◆ The task ◆
Copy the part of the data that opens with the line containing "Task: locate the green engine" and closes with the line containing "[(352, 196)]", changing "green engine cover" to "green engine hood" and leaving everything else the same.

◆ Supplied records ◆

* Begin *

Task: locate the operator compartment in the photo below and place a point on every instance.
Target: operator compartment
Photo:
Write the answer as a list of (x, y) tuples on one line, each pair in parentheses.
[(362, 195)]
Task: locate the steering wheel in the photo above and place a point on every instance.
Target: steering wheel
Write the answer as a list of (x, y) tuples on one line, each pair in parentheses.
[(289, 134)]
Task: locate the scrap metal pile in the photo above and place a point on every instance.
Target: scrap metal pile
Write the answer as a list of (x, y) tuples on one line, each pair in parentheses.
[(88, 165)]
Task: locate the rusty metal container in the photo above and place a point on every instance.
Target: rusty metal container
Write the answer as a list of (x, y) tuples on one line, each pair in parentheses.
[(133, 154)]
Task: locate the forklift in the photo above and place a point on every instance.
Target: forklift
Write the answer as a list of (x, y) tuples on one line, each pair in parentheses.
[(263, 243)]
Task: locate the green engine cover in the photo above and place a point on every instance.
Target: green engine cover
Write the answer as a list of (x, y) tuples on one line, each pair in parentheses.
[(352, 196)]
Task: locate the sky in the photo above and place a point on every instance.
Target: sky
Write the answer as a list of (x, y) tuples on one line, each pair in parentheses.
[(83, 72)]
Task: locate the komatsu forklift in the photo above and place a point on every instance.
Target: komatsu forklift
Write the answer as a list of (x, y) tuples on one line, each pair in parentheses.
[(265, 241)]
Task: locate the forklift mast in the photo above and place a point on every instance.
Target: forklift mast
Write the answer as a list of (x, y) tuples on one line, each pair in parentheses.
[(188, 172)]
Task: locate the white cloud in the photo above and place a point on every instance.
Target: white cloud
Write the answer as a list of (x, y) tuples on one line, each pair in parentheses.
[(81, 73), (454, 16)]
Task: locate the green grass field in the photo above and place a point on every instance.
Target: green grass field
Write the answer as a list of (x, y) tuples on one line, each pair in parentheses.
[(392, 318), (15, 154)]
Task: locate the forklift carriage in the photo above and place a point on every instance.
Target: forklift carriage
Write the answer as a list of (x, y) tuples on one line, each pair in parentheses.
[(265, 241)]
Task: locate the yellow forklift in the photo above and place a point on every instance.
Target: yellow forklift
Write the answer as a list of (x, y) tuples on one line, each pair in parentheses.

* End *

◆ Solution to the problem ◆
Task: locate the green engine hood in the photo above and place a point on every instance.
Target: green engine hood
Write the answer as a list of (x, y) tuples on one line, each pair in parentheses.
[(352, 196)]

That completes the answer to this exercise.